WHAT THE EXERCISE ASKS: Copy the listing below verbatim, from its first line through the line containing "POLYGON ((466 834, 632", inclusive.

STORED DATA:
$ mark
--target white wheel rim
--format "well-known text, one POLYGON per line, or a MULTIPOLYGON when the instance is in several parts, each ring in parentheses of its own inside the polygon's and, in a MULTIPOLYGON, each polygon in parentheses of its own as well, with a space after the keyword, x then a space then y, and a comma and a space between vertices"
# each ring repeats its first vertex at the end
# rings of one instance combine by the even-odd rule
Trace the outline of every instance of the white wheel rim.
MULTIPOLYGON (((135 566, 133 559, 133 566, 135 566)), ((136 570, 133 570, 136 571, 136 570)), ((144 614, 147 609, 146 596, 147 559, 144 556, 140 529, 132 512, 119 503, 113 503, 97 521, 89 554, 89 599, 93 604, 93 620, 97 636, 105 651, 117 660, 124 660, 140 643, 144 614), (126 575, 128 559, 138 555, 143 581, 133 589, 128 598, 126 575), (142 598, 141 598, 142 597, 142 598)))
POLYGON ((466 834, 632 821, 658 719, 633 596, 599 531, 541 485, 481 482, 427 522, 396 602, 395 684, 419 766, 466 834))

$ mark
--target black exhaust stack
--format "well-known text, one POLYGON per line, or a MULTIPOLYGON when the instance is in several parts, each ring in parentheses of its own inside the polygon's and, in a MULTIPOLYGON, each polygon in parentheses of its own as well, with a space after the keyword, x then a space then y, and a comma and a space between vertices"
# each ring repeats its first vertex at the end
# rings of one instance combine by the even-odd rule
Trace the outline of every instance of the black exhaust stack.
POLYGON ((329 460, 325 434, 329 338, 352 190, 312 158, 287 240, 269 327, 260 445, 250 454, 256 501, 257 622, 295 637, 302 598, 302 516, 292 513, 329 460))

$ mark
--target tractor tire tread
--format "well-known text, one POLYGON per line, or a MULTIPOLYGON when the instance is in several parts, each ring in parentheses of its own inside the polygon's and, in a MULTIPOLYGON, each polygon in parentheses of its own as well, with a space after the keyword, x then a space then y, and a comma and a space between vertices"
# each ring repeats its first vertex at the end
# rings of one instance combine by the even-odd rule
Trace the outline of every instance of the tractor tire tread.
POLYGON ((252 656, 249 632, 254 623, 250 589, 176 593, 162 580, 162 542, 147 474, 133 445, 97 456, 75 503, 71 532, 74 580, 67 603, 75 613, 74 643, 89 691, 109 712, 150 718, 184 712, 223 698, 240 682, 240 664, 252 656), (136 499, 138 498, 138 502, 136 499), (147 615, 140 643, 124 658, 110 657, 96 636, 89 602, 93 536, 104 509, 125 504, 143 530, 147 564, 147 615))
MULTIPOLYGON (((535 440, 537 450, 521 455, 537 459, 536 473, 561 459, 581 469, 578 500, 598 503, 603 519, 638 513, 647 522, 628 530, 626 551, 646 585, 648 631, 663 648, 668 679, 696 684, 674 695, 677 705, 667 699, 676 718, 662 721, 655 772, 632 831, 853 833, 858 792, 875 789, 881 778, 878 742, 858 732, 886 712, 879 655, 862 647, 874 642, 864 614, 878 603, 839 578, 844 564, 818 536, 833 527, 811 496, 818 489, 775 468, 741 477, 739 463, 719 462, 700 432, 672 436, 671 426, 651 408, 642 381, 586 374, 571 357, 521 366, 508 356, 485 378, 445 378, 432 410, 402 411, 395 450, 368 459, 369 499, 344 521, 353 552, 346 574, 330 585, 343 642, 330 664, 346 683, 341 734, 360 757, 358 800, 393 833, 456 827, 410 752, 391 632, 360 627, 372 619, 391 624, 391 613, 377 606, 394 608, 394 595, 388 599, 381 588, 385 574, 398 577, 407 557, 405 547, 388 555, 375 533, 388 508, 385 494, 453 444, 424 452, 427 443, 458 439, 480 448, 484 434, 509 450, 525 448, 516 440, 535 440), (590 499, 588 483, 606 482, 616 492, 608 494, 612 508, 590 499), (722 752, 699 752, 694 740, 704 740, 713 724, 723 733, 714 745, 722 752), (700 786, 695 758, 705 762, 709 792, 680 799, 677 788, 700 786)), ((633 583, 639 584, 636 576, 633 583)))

EXERCISE RESPONSE:
$ mark
--target white wheel rim
--format "well-known text, one POLYGON per line, or a MULTIPOLYGON when the instance is in several parts, each ring in parentheses of its own inside the polygon's and, in a MULTIPOLYGON, each polygon in parentheses of its own as well, with a space after the keyword, x then a space then y, and a comma and a space between vertices"
# each ring repeats its first vertex at the end
# rings of one instance combine by the even-odd rule
Trace the outline of every instance of the white wheel rim.
MULTIPOLYGON (((135 566, 133 559, 133 566, 135 566)), ((136 570, 133 570, 136 571, 136 570)), ((144 614, 147 609, 146 596, 147 559, 144 556, 140 529, 132 512, 119 503, 113 503, 97 521, 89 554, 89 599, 93 604, 93 620, 97 636, 105 651, 117 660, 124 660, 140 643, 144 614), (126 575, 128 559, 138 555, 143 581, 133 589, 128 598, 126 575), (142 598, 141 598, 142 597, 142 598)))
POLYGON ((466 834, 632 821, 658 719, 633 596, 599 531, 541 485, 481 482, 427 522, 396 602, 395 684, 419 766, 466 834))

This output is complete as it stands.